▸ REQUIREMENT
Set all of the entries down again precisely as they are written.
DATA TO USE section start
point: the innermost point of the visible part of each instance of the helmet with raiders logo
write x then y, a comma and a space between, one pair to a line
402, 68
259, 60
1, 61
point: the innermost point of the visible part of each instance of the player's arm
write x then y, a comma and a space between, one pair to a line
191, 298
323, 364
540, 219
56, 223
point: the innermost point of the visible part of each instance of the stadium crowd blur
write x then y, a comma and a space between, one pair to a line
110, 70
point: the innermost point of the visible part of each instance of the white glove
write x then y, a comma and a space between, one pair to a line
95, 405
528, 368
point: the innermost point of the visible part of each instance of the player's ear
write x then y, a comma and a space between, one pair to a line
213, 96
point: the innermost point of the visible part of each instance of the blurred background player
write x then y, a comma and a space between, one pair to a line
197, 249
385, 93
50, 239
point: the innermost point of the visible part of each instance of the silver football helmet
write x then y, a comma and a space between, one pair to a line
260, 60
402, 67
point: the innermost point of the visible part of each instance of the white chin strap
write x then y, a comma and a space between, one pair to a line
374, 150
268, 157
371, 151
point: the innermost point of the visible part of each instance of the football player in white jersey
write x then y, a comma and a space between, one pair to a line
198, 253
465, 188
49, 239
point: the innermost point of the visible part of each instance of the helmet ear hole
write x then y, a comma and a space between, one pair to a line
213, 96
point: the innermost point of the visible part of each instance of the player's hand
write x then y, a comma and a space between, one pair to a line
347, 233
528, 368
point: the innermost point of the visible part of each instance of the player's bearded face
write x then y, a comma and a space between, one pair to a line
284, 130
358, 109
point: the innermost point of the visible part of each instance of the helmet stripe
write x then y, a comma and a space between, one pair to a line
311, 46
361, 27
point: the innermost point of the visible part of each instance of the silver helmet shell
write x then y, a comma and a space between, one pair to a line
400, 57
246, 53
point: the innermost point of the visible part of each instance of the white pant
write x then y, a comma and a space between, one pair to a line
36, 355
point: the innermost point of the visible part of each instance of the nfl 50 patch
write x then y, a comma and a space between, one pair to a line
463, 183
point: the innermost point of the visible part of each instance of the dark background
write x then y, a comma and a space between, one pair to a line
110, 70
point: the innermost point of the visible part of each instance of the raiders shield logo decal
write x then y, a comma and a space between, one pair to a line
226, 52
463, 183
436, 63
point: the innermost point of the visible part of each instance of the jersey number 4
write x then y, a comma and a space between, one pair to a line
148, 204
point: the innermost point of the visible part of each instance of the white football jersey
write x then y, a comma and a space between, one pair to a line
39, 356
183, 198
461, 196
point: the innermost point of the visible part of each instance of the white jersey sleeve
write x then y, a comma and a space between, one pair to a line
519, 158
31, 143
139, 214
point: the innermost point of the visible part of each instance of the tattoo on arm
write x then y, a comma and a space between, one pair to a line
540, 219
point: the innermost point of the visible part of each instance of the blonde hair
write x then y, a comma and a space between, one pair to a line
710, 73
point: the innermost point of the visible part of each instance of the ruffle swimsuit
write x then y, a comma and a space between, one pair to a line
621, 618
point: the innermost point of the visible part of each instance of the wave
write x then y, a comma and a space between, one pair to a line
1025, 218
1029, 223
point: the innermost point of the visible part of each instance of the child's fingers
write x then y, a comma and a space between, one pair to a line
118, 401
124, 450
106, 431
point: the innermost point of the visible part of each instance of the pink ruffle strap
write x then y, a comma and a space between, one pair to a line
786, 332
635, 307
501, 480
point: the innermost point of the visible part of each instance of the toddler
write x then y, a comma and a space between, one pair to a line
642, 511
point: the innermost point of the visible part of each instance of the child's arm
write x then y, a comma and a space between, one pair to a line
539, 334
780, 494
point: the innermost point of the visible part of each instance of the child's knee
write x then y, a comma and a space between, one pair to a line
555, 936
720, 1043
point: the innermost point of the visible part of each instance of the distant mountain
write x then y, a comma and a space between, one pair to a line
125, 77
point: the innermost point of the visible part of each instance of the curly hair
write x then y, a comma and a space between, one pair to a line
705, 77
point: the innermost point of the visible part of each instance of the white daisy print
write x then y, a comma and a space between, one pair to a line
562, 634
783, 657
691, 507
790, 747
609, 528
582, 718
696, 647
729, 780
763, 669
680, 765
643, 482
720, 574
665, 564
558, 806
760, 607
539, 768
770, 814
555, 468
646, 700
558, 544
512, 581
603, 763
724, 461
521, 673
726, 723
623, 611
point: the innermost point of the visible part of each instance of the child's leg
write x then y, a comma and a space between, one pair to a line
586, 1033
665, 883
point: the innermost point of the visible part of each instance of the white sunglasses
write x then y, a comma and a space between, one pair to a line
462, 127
DATA TO USE section end
▸ COMPLETED TASK
point: the innermost point of the visible part of each instance of the helmet with raiders logo
write x then y, a comma and a space between, one pair to a line
402, 68
259, 60
1, 61
point: the innermost point of the visible part of each instance of the player's arm
write x then y, a comma and a space between, one pair to a line
191, 298
323, 364
540, 219
56, 223
point: the innermost point of the visible part of each instance of the stadium crowd blur
write x then y, a comma and a space between, one pair to a line
110, 70
point: the innermost point of the visible part of each instance of the white glove
write x then y, a comma and a space between, one pair to a line
95, 405
528, 368
point: the innermost point of the visible part of each instance of the player's ear
write x then y, a comma and a space between, one pair to a line
213, 96
point: the innermost point of the visible part of each instance of the blurred background player
write x then y, a comma and a space between, one pair to a line
197, 249
385, 93
50, 239
point: the innermost point of the visible part of each instance of the silver football helmet
write x then y, a comma and a space between, one pair to a line
260, 60
402, 67
point: the innermost point of the visible part of each instance of the white chin strap
write x then y, a comma and a space between, one pair to a line
374, 150
268, 157
371, 151
point: the innermost point of the visible part of each instance of the football player in white jersey
write x then y, a comma and a space between, one pair to a line
198, 253
465, 188
49, 239
point: the innermost point of the visible part of each instance of the helmet ear hole
write x then y, a comma and a space between, one pair to a line
213, 96
point: the innermost point of the visible part of each instance of the player's hand
write x then y, a comma and a space between, one pair to a line
347, 233
528, 368
point: the innermost point of the visible part of each instance of the player's bearded face
write x then y, a comma and a space between, one pair to a line
284, 130
358, 109
point: the innermost point of the visible part of each instance of the helmet stripe
write x then y, a comma and a space between, one pair to a line
311, 46
361, 27
point: the innermost point of the visible part of each instance of the silver helmet shell
write x then y, a comma and a space between, one pair to a line
400, 57
246, 53
point: the innermost point of the visible part of each instance of the white pant
write x then y, a comma and a space between, one pair to a line
36, 355
point: the innermost point of the visible part of each instance of the nfl 50 patch
write x then y, a comma and a space between, one pair to a line
463, 183
point: the innermost point of the visible part of each instance of the dark background
write x then y, a comma and a space between, one pair to a line
110, 70
point: the innermost point of the visible part of each instance of the raiders shield logo decal
write x then y, a comma and a space between, one pair to a line
226, 52
463, 183
436, 63
point: the innermost point of the visible part of each instance of the jersey number 4
write x then y, a comma and a space between, one pair to a line
148, 204
point: the innermost point of the visible part of each instance of the white football jersey
write x then y, a comma and a space between, one pair to a line
39, 356
183, 198
461, 196
point: the innermost point of the visible part of each instance of the white jersey sleeve
write x then y, a comma and a space between, one pair to a line
519, 158
31, 143
139, 214
point: the innermost point of the visible part of each instance of the tattoo on arm
write x then y, a comma and a space between, one pair to a line
540, 219
point: the innermost point of the visible part of each instance of the blonde hair
write x then y, a comma and a space between, one pair to a line
710, 73
point: the innermost point of the visible part of each instance of the ruffle swimsuit
write x then y, a comma and a space between, one pair to a line
621, 618
point: the innermost point of the visible part of each instance of the wave
write x then y, a comma and a space between, one pair to a line
1025, 218
1029, 223
point: the innermost point of the visible part of each instance of the child's fingers
write x then y, a comma and a space between, one pair to a line
118, 401
124, 450
106, 431
point: the innermost point of the visible part of each instance of the pink ruffle strap
write x then y, a comma and a space between, one pair to a line
786, 332
635, 307
501, 480
point: the innermost point of the visible part of each instance of the toddler
write x then y, a comma and a space between, one pair to a line
642, 511
point: the innermost point of the visible part of each instance of the child's arm
write x then y, a comma and a space between, one pair to a line
539, 334
780, 494
point: the innermost point of the visible part of each instance of the child's knee
write x then y, a comma and a space between, one pair to a line
555, 936
720, 1043
point: the innermost point of the visible part of each instance of the distant mountain
write x then y, a comma and a space between, one pair to a line
125, 77
point: the innermost point of the visible part of each instance of the curly hair
write x then y, a comma and a space between, one pair to a line
705, 77
point: the innermost point of the visible part of each instance of the white daisy print
write x then y, a comma and a space between, one pair to a line
562, 634
783, 657
691, 507
790, 747
609, 528
582, 718
696, 647
729, 780
763, 669
680, 765
643, 482
720, 574
665, 564
558, 806
760, 607
539, 768
770, 814
555, 468
646, 700
558, 544
512, 581
603, 763
724, 461
521, 673
726, 723
623, 611
point: the innermost point of the visible part of each instance of the child's leg
write x then y, a comma and a space between, one pair to a line
586, 1033
665, 883
point: the innermost point of the visible part of each instance of the white sunglasses
write x then y, a comma and a space between, one pair to a line
462, 127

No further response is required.